EXTRACT PROVIDED:
Another clinical trial study analyzed amino acid changes in the gp41 region of Env over a 40–72 week period in 4 patients that received T20 on top of an optimized antiviral regimen . Three of the four patients initially developed T20-resistance mutations in the HR1 region and subsequently developed HR2 mutations. HR1 mutations occurred in the amino acid region 36–45 (G36D/E, N42T, N43D and L45M), whereas S138A was again the main mutation observed in HR2. Although they did not perform molecular recloning experiments, it can be concluded that compensatory changes in HR2 develop frequently within the course of T20 therapy.
Two very recent 2007 studies reported interesting compensatory changes in HR2 within the virus population of patients on T20 therapy [17,21]. The first study describes five treatment-experienced patients that were analyzed for Env sequences prior to T20 therapy and at the point of virologic failure . The same double mutant that we reported , GIA-SKY, was isolated from one patient and confirmed to be highly resistant to T20. However, drug-dependence was not tested. In fact, all patients developed both HR1 and HR2 mutations, including the S138A change in HR2, which was seen in combination with the N43D mutation in HR1 in one patient.
In the second study, Env sequences were analyzed during the course of T20-therapy in 5 patients . The N43D mutation in HR1 provided resistance to T20, but at a large fitness cost (92% decreased infectivity was measured). An interesting compensatory mutation in HR2 (E137K) restored the infectivity defect and further increased resistance to T20.
Thus, mutations in HR1 at residue 43 trigger a response in HR2 at residue 137 (E137K) or 138 (S138A). Interestingly, these HR1 and HR2 amino acid residues are juxtaposed in the post-fusion 6-helix bundle structure . The introduction of N43D in HR1 introduces a negatively charged aspartic acid (D), which may be unfavorable in the formation of the 6-helix bundle as it approaches the negatively charged glutamic acid (E) at position 137. The compensatory HR2 mutation introduces a positively charged lysine (K) or a neutral charged alanine (A), which will avoid the repulsion and thus restore virus infectivity.

THINGS TO DO:
- a) List every amino acid that the passage on T20 resistance mutations names in full.
- b) Please copy the passage on T20 resistance mutations word for word from "Another clinical trial" to "of T20 therapy.".
The material after this point comes from a separate source.

MATERIAL PROVIDED:
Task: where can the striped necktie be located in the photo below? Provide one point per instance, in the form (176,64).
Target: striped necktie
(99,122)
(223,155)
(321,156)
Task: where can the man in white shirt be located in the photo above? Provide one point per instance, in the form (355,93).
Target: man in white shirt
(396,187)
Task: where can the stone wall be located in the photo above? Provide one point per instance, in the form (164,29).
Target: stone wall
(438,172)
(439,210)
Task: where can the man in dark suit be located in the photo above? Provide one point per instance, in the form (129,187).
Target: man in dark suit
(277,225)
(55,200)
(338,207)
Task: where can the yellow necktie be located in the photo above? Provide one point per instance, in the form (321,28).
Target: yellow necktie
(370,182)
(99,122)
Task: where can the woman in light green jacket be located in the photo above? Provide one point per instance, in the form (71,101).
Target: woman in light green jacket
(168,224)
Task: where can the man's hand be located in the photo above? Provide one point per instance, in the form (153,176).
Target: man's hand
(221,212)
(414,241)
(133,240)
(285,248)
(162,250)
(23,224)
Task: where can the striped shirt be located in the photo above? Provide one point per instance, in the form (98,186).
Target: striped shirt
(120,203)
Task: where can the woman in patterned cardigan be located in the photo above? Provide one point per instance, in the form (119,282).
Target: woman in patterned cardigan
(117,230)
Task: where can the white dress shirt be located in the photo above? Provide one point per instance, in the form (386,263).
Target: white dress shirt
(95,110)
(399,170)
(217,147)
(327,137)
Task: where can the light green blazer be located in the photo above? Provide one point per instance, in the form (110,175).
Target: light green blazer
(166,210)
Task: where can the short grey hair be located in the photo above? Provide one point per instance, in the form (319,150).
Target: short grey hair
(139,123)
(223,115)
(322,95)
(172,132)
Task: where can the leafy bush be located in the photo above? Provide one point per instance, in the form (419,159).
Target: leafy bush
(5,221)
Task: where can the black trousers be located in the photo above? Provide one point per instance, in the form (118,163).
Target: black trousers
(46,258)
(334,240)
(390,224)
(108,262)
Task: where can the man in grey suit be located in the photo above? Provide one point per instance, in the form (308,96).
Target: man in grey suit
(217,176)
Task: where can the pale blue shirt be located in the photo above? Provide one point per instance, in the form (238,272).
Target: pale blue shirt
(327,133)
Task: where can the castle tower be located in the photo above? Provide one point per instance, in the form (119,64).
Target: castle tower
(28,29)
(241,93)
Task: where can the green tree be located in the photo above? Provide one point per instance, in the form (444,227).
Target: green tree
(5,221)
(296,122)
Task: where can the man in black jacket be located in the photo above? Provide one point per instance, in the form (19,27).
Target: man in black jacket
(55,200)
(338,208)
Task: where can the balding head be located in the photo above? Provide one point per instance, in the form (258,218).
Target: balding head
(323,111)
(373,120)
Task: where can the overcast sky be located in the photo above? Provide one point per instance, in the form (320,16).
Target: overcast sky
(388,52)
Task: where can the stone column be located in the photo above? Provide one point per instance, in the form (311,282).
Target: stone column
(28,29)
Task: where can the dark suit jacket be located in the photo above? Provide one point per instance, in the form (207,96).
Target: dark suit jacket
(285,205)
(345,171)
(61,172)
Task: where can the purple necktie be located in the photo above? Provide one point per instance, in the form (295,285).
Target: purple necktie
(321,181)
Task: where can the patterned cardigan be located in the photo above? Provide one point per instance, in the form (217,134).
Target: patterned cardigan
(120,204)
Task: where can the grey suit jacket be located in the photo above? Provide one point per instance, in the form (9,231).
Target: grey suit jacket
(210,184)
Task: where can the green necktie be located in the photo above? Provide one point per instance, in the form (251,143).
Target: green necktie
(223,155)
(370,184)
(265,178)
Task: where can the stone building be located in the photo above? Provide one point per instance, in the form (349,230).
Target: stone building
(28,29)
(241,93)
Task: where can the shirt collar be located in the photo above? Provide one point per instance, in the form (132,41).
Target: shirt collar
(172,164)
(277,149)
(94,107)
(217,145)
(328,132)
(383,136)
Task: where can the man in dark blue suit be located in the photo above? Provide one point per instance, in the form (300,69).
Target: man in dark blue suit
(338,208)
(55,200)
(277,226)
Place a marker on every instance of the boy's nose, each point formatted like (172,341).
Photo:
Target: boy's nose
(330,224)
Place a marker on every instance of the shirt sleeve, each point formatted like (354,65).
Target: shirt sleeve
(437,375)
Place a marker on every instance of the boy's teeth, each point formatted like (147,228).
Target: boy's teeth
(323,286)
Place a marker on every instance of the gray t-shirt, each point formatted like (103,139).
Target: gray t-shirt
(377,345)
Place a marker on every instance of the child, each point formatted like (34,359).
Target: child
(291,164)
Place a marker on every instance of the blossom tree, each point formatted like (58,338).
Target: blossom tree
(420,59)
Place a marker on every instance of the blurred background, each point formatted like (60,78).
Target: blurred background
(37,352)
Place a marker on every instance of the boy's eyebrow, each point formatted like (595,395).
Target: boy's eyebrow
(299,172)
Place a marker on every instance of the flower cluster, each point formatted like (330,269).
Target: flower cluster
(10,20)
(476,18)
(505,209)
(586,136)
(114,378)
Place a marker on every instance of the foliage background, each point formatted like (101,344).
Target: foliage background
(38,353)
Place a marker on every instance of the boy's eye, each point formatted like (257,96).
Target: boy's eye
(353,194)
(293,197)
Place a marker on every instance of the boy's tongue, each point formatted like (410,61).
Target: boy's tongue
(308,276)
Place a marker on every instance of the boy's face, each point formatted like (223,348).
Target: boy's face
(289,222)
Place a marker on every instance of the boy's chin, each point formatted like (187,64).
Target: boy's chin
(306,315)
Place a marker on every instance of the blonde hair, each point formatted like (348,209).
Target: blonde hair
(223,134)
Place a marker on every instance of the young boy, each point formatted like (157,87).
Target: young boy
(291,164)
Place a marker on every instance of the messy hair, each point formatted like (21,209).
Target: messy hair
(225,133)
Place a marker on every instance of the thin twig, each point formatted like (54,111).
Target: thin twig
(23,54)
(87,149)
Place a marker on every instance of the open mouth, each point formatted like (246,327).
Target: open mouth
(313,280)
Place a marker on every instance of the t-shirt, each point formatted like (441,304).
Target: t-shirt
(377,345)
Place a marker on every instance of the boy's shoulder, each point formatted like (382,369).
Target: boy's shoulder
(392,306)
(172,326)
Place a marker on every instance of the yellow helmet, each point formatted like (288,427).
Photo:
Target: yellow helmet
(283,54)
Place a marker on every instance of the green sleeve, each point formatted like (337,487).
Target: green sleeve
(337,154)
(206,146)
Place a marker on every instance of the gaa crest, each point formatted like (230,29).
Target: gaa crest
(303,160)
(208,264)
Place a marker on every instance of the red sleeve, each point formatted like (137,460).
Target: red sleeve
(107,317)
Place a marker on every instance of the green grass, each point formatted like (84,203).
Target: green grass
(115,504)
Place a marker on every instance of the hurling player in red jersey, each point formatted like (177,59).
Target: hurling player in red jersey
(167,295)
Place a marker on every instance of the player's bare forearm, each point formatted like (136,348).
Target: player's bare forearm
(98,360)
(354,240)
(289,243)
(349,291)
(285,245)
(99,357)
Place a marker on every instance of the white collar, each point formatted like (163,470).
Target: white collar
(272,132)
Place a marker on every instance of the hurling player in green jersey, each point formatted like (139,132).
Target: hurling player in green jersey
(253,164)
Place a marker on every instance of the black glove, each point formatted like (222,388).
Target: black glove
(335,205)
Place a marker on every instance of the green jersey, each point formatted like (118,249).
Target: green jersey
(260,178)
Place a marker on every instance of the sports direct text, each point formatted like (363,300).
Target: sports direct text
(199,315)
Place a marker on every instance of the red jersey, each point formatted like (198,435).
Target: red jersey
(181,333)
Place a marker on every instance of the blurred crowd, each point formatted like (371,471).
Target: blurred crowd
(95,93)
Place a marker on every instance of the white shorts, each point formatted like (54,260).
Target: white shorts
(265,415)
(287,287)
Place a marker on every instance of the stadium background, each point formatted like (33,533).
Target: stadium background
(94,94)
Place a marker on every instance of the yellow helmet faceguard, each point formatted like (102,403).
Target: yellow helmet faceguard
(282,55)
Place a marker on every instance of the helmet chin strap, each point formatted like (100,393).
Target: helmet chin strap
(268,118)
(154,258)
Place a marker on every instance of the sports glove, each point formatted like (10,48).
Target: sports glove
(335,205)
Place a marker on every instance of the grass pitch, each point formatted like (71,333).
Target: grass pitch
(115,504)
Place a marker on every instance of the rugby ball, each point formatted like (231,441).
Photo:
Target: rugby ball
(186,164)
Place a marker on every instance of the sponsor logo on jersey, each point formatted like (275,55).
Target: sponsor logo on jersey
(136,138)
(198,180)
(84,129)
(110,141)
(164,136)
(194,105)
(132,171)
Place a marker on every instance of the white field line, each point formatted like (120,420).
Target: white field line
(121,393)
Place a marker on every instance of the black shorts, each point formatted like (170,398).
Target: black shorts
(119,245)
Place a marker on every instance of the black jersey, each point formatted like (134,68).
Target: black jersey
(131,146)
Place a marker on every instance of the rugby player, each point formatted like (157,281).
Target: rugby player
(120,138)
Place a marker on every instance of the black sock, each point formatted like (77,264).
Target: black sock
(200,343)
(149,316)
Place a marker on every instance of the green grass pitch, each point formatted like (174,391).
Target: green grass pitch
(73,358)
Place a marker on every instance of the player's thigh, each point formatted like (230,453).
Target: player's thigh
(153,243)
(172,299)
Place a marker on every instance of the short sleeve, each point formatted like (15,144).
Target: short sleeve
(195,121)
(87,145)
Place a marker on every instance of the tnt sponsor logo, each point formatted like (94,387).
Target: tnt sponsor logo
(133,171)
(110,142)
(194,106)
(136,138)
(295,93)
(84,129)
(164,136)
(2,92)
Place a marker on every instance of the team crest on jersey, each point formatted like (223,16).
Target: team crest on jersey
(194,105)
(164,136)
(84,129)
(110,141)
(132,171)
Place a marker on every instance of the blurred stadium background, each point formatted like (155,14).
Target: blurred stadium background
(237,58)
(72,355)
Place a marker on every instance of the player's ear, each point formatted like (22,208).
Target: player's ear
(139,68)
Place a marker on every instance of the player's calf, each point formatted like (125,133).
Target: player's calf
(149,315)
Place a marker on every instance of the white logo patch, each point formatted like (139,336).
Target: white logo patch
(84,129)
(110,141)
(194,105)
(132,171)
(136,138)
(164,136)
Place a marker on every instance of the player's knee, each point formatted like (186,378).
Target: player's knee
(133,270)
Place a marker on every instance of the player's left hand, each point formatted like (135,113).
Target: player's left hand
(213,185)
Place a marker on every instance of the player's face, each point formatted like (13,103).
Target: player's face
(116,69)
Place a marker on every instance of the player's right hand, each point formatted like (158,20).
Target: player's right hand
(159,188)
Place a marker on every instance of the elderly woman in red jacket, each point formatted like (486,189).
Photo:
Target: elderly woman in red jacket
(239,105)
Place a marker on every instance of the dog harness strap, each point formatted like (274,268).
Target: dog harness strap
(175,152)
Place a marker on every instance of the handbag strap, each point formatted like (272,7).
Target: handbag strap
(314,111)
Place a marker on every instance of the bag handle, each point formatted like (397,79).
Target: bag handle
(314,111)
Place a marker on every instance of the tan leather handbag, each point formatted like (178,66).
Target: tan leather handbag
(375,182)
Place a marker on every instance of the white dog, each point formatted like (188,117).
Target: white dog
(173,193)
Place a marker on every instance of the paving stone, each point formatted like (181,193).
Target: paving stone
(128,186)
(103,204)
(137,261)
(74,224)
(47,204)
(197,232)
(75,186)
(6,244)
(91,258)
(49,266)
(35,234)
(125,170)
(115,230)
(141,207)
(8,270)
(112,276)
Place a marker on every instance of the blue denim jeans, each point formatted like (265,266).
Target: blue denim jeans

SOLUTIONS:
- a) aspartic acid, glutamic acid, lysine, alanine

- b)
Another clinical trial study analyzed amino acid changes in the gp41 region of Env over a 40–72 week period in 4 patients that received T20 on top of an optimized antiviral regimen . Three of the four patients initially developed T20-resistance mutations in the HR1 region and subsequently developed HR2 mutations. HR1 mutations occurred in the amino acid region 36–45 (G36D/E, N42T, N43D and L45M), whereas S138A was again the main mutation observed in HR2. Although they did not perform molecular recloning experiments, it can be concluded that compensatory changes in HR2 develop frequently within the course of T20 therapy.